Dataset records:
===============

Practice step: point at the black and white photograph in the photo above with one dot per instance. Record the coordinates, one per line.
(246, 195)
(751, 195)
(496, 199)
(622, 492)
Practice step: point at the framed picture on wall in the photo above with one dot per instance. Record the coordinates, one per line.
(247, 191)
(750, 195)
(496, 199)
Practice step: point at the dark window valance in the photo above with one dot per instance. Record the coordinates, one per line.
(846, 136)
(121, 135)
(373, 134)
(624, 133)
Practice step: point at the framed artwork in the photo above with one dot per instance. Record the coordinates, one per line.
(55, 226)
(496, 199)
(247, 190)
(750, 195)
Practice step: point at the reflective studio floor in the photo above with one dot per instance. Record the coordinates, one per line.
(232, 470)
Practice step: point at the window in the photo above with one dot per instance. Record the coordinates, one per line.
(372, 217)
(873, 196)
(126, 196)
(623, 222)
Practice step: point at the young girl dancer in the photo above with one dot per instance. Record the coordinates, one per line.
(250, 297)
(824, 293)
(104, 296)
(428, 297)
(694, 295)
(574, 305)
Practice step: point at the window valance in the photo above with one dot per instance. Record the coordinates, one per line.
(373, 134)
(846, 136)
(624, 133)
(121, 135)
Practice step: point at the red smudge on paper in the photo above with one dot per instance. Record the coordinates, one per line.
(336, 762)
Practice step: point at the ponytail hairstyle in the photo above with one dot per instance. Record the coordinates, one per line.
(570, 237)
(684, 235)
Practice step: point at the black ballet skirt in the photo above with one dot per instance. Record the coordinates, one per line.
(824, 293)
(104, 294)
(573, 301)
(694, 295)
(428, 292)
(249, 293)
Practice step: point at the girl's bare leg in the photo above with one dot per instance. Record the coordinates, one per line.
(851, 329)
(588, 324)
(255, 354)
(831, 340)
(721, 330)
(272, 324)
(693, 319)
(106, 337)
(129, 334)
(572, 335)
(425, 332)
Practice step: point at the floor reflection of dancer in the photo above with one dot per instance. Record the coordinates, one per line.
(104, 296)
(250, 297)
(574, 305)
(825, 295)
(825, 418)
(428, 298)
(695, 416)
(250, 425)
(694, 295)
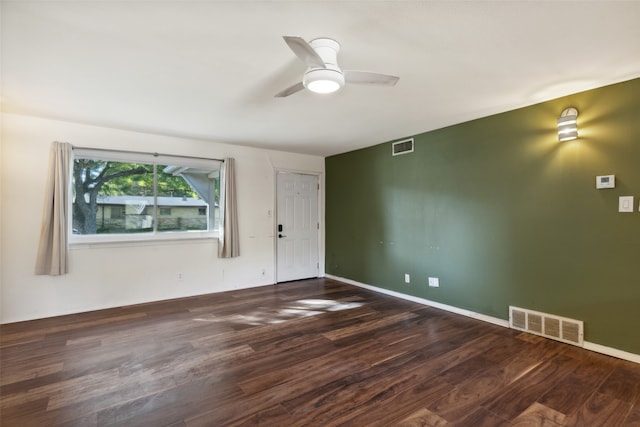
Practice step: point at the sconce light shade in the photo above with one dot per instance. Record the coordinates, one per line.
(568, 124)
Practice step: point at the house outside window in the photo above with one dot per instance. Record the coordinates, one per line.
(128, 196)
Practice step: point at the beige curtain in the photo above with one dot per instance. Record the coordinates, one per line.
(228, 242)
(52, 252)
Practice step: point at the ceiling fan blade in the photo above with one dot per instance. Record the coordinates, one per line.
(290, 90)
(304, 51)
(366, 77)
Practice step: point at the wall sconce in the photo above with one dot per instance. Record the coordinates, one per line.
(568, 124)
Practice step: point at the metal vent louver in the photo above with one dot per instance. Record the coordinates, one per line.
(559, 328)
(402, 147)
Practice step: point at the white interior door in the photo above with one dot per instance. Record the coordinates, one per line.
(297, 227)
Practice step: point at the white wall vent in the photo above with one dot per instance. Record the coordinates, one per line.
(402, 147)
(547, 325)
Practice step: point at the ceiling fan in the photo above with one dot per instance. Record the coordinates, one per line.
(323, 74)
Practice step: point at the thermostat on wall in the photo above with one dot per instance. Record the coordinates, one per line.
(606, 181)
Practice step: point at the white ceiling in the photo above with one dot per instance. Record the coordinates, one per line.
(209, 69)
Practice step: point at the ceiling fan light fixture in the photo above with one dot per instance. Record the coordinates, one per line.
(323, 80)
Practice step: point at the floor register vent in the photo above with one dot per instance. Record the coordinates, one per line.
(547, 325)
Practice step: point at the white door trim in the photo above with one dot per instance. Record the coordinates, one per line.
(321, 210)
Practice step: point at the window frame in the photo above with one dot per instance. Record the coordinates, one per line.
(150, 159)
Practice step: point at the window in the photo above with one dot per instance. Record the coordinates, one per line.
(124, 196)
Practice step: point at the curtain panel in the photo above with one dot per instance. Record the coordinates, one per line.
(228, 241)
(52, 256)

===============

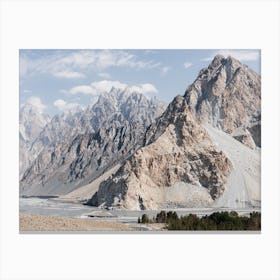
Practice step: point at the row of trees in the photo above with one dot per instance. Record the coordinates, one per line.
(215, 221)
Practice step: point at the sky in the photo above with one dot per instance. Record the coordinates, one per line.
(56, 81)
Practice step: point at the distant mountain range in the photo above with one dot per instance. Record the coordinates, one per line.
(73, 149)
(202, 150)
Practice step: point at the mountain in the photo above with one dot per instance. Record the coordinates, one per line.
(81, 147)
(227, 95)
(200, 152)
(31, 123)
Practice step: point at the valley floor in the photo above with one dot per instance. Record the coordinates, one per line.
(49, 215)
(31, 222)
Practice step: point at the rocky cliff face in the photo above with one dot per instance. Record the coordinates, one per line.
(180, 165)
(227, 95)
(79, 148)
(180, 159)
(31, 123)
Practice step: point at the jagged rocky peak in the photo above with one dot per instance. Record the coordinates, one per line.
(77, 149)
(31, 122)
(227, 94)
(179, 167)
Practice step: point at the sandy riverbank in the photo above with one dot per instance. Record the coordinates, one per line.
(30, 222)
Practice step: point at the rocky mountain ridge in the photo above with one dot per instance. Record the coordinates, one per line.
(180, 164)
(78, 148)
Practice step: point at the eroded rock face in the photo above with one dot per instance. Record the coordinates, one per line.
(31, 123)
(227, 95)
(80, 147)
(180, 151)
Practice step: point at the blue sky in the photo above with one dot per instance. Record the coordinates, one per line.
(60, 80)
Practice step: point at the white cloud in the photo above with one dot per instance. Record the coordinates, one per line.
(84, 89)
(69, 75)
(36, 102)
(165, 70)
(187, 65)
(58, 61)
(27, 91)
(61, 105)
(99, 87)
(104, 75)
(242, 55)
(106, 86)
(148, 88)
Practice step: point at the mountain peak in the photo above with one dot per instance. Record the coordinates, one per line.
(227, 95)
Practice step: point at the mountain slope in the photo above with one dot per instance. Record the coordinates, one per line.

===============

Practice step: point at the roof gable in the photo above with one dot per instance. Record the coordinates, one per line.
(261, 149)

===============

Objective: Can you render everything in the listing from the line containing "Practice step: point at the sandy" down to the line containing "Practice step: point at the mountain slope", both included, as a numbered list with blank lines dropped?

Expected output:
1. Practice step: point at the sandy riverbank in the photo above with one dot per instance. Record the coordinates, one per line.
2. (30, 222)
3. Practice step: point at the rocky mountain ridge in the photo above with one dot per instance. Record the coordinates, one per line.
4. (180, 164)
5. (78, 148)
6. Practice step: point at the eroded rock face in the photo above with one dot per instance. Record the coordinates, one per line.
7. (31, 123)
8. (227, 95)
9. (80, 147)
10. (180, 151)
11. Practice step: point at the blue sky in the photo above with one dot per instance. Record the coordinates, one per line.
12. (60, 80)
13. Practice step: point at the white cloud in the photo above with one dot per instance. Record the coordinates, one per line.
14. (84, 89)
15. (69, 75)
16. (36, 102)
17. (165, 70)
18. (187, 65)
19. (58, 61)
20. (27, 91)
21. (61, 105)
22. (99, 87)
23. (104, 75)
24. (242, 55)
25. (106, 86)
26. (148, 88)
27. Practice step: point at the mountain peak in the photo above with one dot per instance. Record the coordinates, one per line.
28. (227, 95)
29. Practice step: point at the mountain slope in the photo above with one dot per instance. Record the coordinates, one per line.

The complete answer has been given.